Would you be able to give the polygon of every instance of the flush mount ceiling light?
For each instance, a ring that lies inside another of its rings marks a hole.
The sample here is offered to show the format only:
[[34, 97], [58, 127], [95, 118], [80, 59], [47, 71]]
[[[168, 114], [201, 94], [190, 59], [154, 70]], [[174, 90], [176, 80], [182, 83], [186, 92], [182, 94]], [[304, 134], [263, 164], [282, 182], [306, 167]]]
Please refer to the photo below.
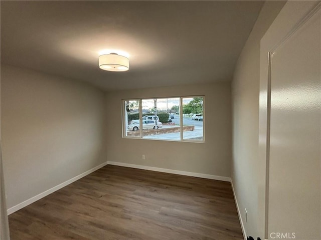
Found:
[[111, 53], [100, 55], [99, 68], [103, 70], [112, 72], [124, 72], [129, 69], [129, 60], [117, 54]]

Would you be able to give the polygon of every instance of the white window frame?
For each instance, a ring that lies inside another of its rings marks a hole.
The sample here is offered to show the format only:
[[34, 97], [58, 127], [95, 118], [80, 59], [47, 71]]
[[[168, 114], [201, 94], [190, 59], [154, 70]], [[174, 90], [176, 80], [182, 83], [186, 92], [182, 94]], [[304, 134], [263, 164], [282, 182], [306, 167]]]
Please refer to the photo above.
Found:
[[[192, 140], [192, 139], [184, 139], [183, 138], [183, 98], [203, 98], [203, 139], [201, 140]], [[125, 112], [126, 112], [125, 110], [125, 102], [126, 101], [133, 101], [138, 100], [139, 102], [139, 126], [142, 126], [142, 102], [143, 100], [150, 100], [150, 99], [162, 99], [162, 98], [179, 98], [179, 104], [180, 104], [180, 134], [181, 136], [181, 139], [180, 140], [169, 140], [167, 139], [153, 139], [144, 138], [143, 137], [143, 130], [142, 128], [139, 128], [139, 136], [126, 136], [126, 132], [127, 130], [127, 124], [126, 124], [126, 117], [125, 116]], [[129, 139], [139, 139], [143, 140], [159, 140], [162, 141], [170, 141], [170, 142], [199, 142], [204, 143], [205, 142], [205, 95], [192, 95], [187, 96], [162, 96], [162, 97], [152, 97], [152, 98], [132, 98], [123, 99], [122, 100], [122, 108], [121, 108], [121, 116], [122, 116], [122, 138], [124, 138]]]

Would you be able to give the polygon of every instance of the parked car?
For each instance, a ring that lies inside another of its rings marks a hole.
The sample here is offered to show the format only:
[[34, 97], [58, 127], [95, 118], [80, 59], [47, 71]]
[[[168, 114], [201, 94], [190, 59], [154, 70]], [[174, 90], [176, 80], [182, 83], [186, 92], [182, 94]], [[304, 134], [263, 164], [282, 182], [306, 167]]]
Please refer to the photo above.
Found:
[[148, 116], [146, 115], [142, 117], [143, 120], [157, 120], [157, 122], [159, 122], [159, 118], [158, 116]]
[[158, 126], [158, 128], [160, 128], [163, 127], [163, 124], [159, 122], [159, 118], [158, 116], [152, 116], [146, 115], [142, 117], [143, 121], [144, 120], [154, 120], [157, 122], [157, 125]]
[[[127, 126], [127, 129], [130, 131], [137, 131], [139, 130], [140, 124], [130, 124]], [[163, 127], [162, 122], [156, 122], [154, 120], [143, 120], [142, 130], [157, 129]]]
[[[202, 116], [202, 115], [200, 114], [193, 114], [193, 116], [192, 116], [192, 119], [193, 120], [199, 120], [200, 118]], [[202, 120], [203, 120], [203, 116], [202, 116]]]
[[139, 124], [139, 120], [138, 119], [135, 119], [134, 120], [132, 120], [129, 124]]

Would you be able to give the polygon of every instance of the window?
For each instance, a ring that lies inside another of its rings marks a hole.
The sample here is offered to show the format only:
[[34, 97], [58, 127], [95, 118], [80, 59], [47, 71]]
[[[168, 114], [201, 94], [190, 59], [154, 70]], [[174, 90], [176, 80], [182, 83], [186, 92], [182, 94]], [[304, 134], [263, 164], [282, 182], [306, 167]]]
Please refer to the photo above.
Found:
[[204, 102], [204, 96], [123, 100], [123, 136], [203, 142]]

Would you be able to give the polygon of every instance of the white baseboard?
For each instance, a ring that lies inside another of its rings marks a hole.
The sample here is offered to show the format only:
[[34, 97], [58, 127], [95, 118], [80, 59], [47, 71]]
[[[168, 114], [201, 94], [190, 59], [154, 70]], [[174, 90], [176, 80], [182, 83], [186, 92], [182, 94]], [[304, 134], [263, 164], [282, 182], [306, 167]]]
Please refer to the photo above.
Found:
[[98, 165], [98, 166], [95, 166], [95, 168], [91, 168], [91, 170], [88, 170], [88, 171], [85, 172], [80, 174], [79, 175], [76, 176], [74, 178], [72, 178], [65, 182], [64, 182], [60, 184], [59, 185], [57, 185], [57, 186], [54, 186], [53, 188], [51, 188], [48, 190], [47, 190], [46, 191], [45, 191], [43, 192], [42, 192], [41, 194], [39, 194], [38, 195], [35, 196], [33, 196], [32, 198], [28, 199], [28, 200], [23, 202], [22, 202], [19, 204], [16, 205], [15, 206], [10, 208], [8, 208], [7, 210], [8, 215], [11, 214], [13, 214], [15, 212], [18, 211], [18, 210], [20, 210], [20, 209], [23, 208], [25, 208], [26, 206], [28, 206], [30, 204], [31, 204], [33, 202], [34, 202], [36, 201], [37, 201], [40, 199], [41, 199], [43, 198], [44, 198], [47, 195], [49, 195], [49, 194], [52, 194], [54, 192], [56, 192], [57, 190], [59, 190], [59, 189], [67, 186], [67, 185], [81, 178], [83, 178], [84, 176], [88, 175], [88, 174], [90, 174], [91, 173], [95, 172], [95, 170], [98, 170], [98, 169], [107, 165], [107, 162], [103, 162]]
[[196, 176], [197, 178], [213, 179], [214, 180], [219, 180], [221, 181], [231, 182], [231, 178], [228, 178], [227, 176], [217, 176], [215, 175], [210, 175], [209, 174], [199, 174], [197, 172], [190, 172], [180, 171], [179, 170], [173, 170], [172, 169], [162, 168], [155, 168], [154, 166], [144, 166], [143, 165], [136, 165], [135, 164], [126, 164], [117, 162], [108, 161], [107, 162], [109, 165], [126, 166], [127, 168], [139, 168], [144, 170], [149, 170], [151, 171], [166, 172], [168, 174], [178, 174], [179, 175], [184, 175], [185, 176]]
[[237, 202], [237, 199], [236, 198], [236, 195], [235, 194], [235, 192], [234, 191], [234, 187], [233, 185], [233, 181], [232, 180], [231, 180], [231, 184], [232, 185], [232, 190], [233, 190], [233, 194], [234, 196], [234, 200], [235, 201], [235, 204], [236, 205], [236, 208], [237, 209], [237, 214], [239, 216], [239, 219], [240, 220], [240, 222], [241, 223], [241, 228], [242, 229], [242, 232], [243, 232], [243, 236], [244, 238], [244, 240], [246, 240], [246, 232], [245, 232], [245, 228], [244, 228], [244, 224], [243, 222], [243, 220], [242, 220], [242, 217], [241, 215], [241, 211], [240, 210], [240, 208], [239, 208], [239, 204]]

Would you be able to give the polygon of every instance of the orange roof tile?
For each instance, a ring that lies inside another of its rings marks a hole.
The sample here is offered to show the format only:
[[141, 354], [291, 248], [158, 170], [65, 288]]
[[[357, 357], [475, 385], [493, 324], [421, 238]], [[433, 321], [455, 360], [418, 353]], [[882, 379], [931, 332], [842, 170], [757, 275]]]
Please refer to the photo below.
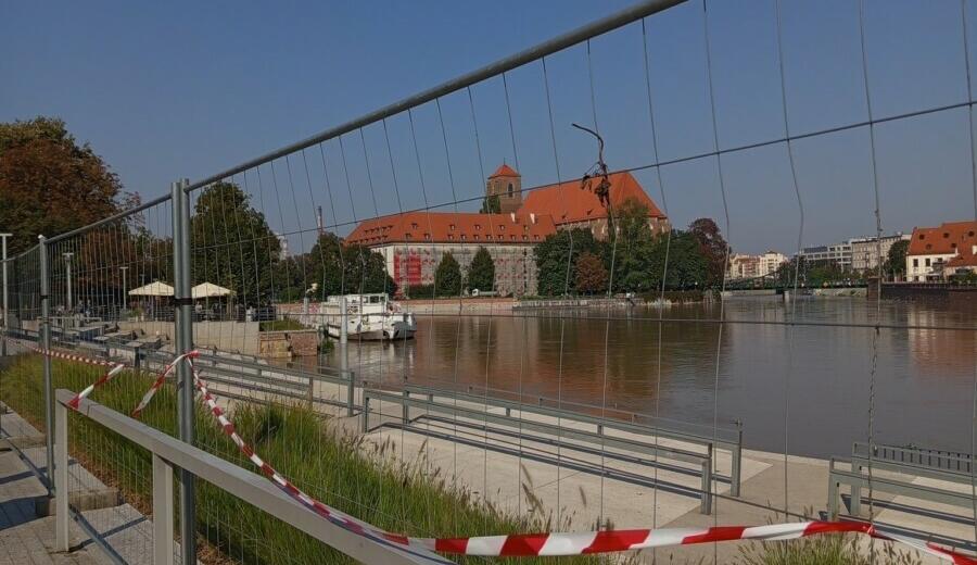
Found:
[[939, 227], [913, 229], [909, 255], [973, 255], [977, 244], [977, 222], [946, 222]]
[[555, 233], [556, 225], [548, 214], [535, 215], [533, 218], [529, 214], [405, 212], [365, 219], [345, 241], [360, 246], [418, 242], [538, 243]]
[[502, 165], [498, 166], [498, 168], [495, 170], [495, 173], [492, 173], [491, 175], [488, 175], [488, 178], [495, 178], [498, 176], [520, 176], [520, 175], [519, 175], [519, 173], [516, 172], [515, 168], [503, 163]]
[[[623, 204], [625, 200], [634, 199], [648, 208], [648, 216], [665, 217], [631, 173], [613, 173], [608, 180], [611, 184], [611, 208]], [[596, 181], [594, 186], [596, 186]], [[591, 190], [582, 189], [580, 180], [569, 180], [559, 185], [525, 190], [523, 193], [525, 200], [522, 208], [519, 209], [520, 213], [553, 214], [557, 225], [607, 217], [607, 210], [600, 205], [597, 196]]]

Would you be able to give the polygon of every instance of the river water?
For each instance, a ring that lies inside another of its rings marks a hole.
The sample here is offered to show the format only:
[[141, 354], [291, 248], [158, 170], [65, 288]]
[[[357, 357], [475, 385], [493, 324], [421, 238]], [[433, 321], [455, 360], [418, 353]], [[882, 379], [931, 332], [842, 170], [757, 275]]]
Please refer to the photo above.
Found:
[[[720, 303], [673, 305], [665, 318], [708, 321]], [[977, 326], [977, 307], [865, 298], [734, 298], [725, 318], [770, 324], [658, 321], [635, 307], [520, 315], [418, 316], [417, 339], [351, 342], [350, 367], [386, 386], [484, 387], [525, 402], [613, 417], [655, 416], [711, 434], [740, 420], [753, 449], [829, 456], [868, 437], [870, 384], [877, 442], [970, 451], [977, 332], [906, 326]], [[792, 312], [791, 312], [792, 311]], [[610, 318], [610, 319], [608, 319]], [[876, 356], [877, 354], [877, 356]], [[337, 364], [335, 354], [323, 360]], [[573, 406], [583, 403], [595, 407]], [[639, 416], [630, 416], [629, 411]]]

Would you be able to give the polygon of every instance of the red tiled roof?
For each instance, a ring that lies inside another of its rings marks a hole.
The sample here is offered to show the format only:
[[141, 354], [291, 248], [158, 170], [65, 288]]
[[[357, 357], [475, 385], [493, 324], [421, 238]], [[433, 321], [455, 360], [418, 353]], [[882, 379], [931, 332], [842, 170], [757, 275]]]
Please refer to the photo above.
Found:
[[488, 178], [495, 178], [497, 176], [520, 176], [520, 175], [519, 175], [519, 173], [516, 172], [515, 168], [503, 163], [502, 165], [498, 166], [498, 168], [495, 170], [495, 173], [492, 173], [491, 175], [488, 175]]
[[556, 233], [545, 214], [475, 214], [469, 212], [405, 212], [365, 219], [346, 237], [347, 243], [538, 243]]
[[[608, 180], [611, 184], [611, 208], [623, 204], [625, 200], [634, 199], [648, 208], [649, 217], [665, 217], [631, 173], [613, 173]], [[596, 179], [593, 185], [597, 185]], [[525, 200], [522, 208], [519, 209], [520, 213], [535, 213], [537, 216], [553, 214], [557, 225], [607, 217], [607, 210], [600, 205], [600, 201], [593, 191], [581, 188], [580, 180], [569, 180], [559, 185], [528, 190], [523, 194]]]
[[913, 229], [909, 255], [950, 255], [960, 253], [962, 258], [973, 256], [973, 246], [977, 244], [977, 222], [947, 222], [939, 227], [917, 227]]

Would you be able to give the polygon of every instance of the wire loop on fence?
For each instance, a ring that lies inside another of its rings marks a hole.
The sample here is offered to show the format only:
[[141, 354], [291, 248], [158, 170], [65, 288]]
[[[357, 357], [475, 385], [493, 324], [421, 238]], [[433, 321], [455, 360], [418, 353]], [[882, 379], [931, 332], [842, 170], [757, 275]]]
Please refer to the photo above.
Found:
[[[21, 340], [17, 340], [21, 341]], [[29, 343], [29, 342], [24, 342]], [[81, 355], [67, 354], [59, 351], [45, 351], [27, 346], [27, 349], [43, 355], [49, 355], [66, 361], [86, 363], [90, 365], [112, 365], [113, 368], [106, 376], [86, 388], [72, 400], [69, 405], [77, 407], [81, 398], [85, 398], [97, 387], [104, 385], [119, 371], [126, 367], [118, 362], [93, 360]], [[377, 528], [366, 522], [361, 522], [348, 514], [333, 508], [310, 497], [292, 484], [281, 473], [263, 460], [254, 449], [249, 445], [237, 432], [233, 423], [227, 417], [224, 410], [217, 404], [217, 400], [211, 394], [206, 384], [200, 377], [193, 360], [199, 356], [199, 351], [193, 350], [174, 357], [166, 365], [152, 387], [148, 391], [139, 407], [134, 411], [138, 415], [145, 409], [153, 393], [158, 390], [163, 379], [180, 362], [186, 361], [190, 365], [193, 375], [193, 386], [200, 392], [201, 402], [210, 411], [220, 429], [238, 447], [248, 460], [256, 466], [261, 473], [279, 487], [286, 494], [328, 519], [332, 524], [350, 531], [356, 532], [373, 541], [394, 543], [405, 549], [416, 548], [436, 551], [446, 554], [472, 555], [472, 556], [572, 556], [598, 553], [617, 553], [650, 548], [665, 548], [678, 545], [693, 545], [699, 543], [715, 543], [722, 541], [786, 541], [805, 538], [810, 536], [827, 533], [861, 533], [873, 539], [880, 539], [900, 543], [921, 553], [931, 555], [941, 561], [954, 565], [977, 565], [977, 558], [963, 553], [940, 547], [931, 542], [878, 531], [874, 525], [863, 522], [798, 522], [788, 524], [770, 524], [765, 526], [714, 526], [711, 528], [657, 528], [657, 529], [624, 529], [601, 530], [585, 532], [540, 532], [540, 533], [512, 533], [500, 536], [478, 536], [468, 538], [414, 538], [399, 533], [393, 533]], [[106, 378], [107, 377], [107, 378]]]

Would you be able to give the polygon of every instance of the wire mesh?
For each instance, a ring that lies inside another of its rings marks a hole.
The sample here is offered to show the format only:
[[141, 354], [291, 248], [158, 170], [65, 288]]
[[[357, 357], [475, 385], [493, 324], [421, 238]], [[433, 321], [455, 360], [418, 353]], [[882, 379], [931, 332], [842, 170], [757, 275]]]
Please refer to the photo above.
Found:
[[[798, 22], [813, 9], [750, 7], [757, 17], [734, 33], [736, 9], [693, 2], [192, 185], [201, 376], [297, 487], [391, 531], [762, 524], [827, 515], [845, 498], [849, 519], [973, 550], [973, 312], [878, 298], [884, 235], [910, 217], [888, 208], [906, 196], [904, 139], [963, 140], [969, 155], [913, 166], [966, 170], [940, 198], [973, 192], [977, 206], [966, 5], [913, 12], [963, 22], [951, 50], [965, 68], [940, 78], [965, 80], [965, 98], [908, 102], [870, 72], [873, 49], [892, 47], [873, 7], [832, 9], [859, 24], [838, 33], [851, 48], [839, 61], [861, 77], [850, 90], [864, 105], [840, 117], [803, 93], [845, 78], [803, 64]], [[683, 48], [695, 55], [663, 55]], [[737, 65], [763, 79], [733, 80]], [[172, 209], [48, 244], [60, 346], [143, 369], [172, 360]], [[871, 233], [874, 260], [855, 273], [849, 255], [855, 284], [812, 288], [824, 265], [803, 246], [839, 226]], [[758, 244], [751, 230], [792, 258], [765, 279], [733, 280], [734, 250]], [[12, 263], [14, 327], [27, 337], [40, 307], [30, 253]], [[758, 280], [782, 294], [734, 296]], [[135, 332], [148, 353], [86, 332], [93, 321]], [[73, 371], [56, 363], [55, 382], [84, 386]], [[105, 390], [129, 402], [148, 382]], [[4, 402], [36, 414], [35, 385]], [[147, 417], [173, 434], [164, 391]], [[138, 498], [145, 454], [79, 429], [73, 453], [91, 468], [73, 474], [77, 487], [123, 485], [134, 512], [151, 513]], [[195, 429], [198, 447], [249, 465], [202, 411]], [[885, 455], [897, 447], [956, 452], [969, 474], [900, 467]], [[832, 457], [849, 460], [866, 491], [833, 490]], [[919, 477], [969, 501], [921, 502]], [[92, 518], [96, 529], [125, 507]], [[196, 507], [203, 561], [339, 558], [217, 487], [201, 485]], [[884, 558], [876, 550], [870, 562]]]

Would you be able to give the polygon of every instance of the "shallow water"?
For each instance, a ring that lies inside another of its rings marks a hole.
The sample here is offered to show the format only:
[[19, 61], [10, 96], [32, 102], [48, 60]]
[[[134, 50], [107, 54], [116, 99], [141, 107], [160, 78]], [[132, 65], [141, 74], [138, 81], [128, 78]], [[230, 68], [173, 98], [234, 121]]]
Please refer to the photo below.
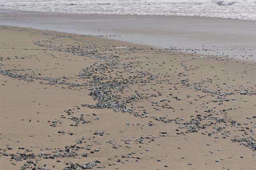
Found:
[[256, 60], [256, 22], [253, 21], [4, 10], [0, 11], [0, 25], [107, 36], [107, 38], [188, 52]]

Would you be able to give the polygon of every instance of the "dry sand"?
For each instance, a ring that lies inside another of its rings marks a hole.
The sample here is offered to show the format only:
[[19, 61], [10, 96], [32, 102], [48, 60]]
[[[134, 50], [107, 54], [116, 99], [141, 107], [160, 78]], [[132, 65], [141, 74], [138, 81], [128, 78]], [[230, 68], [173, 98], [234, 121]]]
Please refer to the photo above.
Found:
[[0, 169], [255, 169], [255, 62], [11, 27], [0, 49]]

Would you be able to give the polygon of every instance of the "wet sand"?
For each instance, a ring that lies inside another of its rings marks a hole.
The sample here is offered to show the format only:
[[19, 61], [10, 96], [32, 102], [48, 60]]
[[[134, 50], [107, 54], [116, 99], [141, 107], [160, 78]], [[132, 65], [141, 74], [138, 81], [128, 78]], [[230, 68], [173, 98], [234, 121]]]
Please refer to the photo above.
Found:
[[2, 10], [0, 25], [102, 36], [184, 52], [256, 60], [256, 22], [253, 21]]
[[17, 27], [0, 35], [0, 169], [255, 169], [254, 62]]

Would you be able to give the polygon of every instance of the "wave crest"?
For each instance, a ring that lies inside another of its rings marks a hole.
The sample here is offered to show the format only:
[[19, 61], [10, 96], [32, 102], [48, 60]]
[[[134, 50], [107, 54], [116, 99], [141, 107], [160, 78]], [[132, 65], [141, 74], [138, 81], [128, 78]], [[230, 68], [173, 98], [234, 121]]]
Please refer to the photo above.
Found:
[[213, 0], [212, 2], [219, 5], [232, 5], [237, 2], [235, 0]]

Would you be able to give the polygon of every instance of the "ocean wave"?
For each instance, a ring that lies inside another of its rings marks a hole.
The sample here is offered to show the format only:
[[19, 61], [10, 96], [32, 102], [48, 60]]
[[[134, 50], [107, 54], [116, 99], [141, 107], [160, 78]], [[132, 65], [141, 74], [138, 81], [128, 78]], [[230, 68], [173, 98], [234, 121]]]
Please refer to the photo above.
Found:
[[0, 6], [0, 10], [201, 16], [256, 20], [256, 0], [0, 0], [0, 4], [4, 5]]
[[219, 5], [232, 5], [237, 2], [234, 0], [213, 0], [212, 2]]

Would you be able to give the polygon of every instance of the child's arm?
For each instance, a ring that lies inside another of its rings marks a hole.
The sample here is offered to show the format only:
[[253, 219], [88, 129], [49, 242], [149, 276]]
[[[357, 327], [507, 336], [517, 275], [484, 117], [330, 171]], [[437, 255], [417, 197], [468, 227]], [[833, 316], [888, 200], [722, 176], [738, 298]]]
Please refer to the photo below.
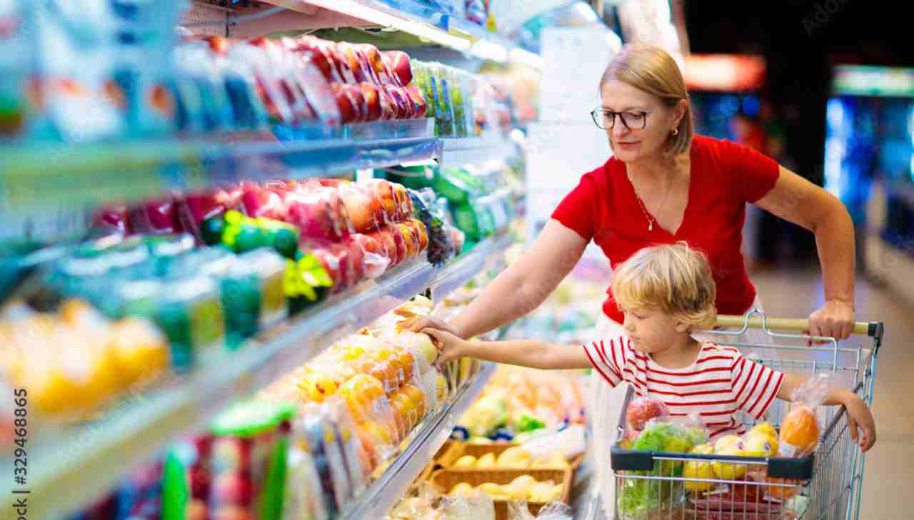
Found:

******

Work instructions> Rewrite every line from the start of the entries through the line containing "60], [117, 54]]", both ends included, with the requests kept. Multiply each coordinate in the answers by 1.35 and round to whole numbers, with halves rounded up, leaving the numbers in the requests and format samples as they are, and omit the pictures.

In response>
Would you be able to give the polygon of every instance of the flush mount ceiling light?
For each instance, a ring that lies inside another of its rings marks a hole.
The sample here is offered to show the format only:
[[34, 97], [58, 127], [95, 118], [80, 59], [47, 71]]
[[[168, 114], [201, 94], [190, 59], [154, 70]], [[174, 90], [176, 80], [182, 83], [186, 92], [182, 94]], [[304, 134], [263, 164], [282, 182], [306, 167]]]
Please refer to the photo below.
Found:
[[150, 72], [135, 74], [134, 92], [139, 95], [151, 97], [167, 97], [174, 93], [174, 81], [158, 73]]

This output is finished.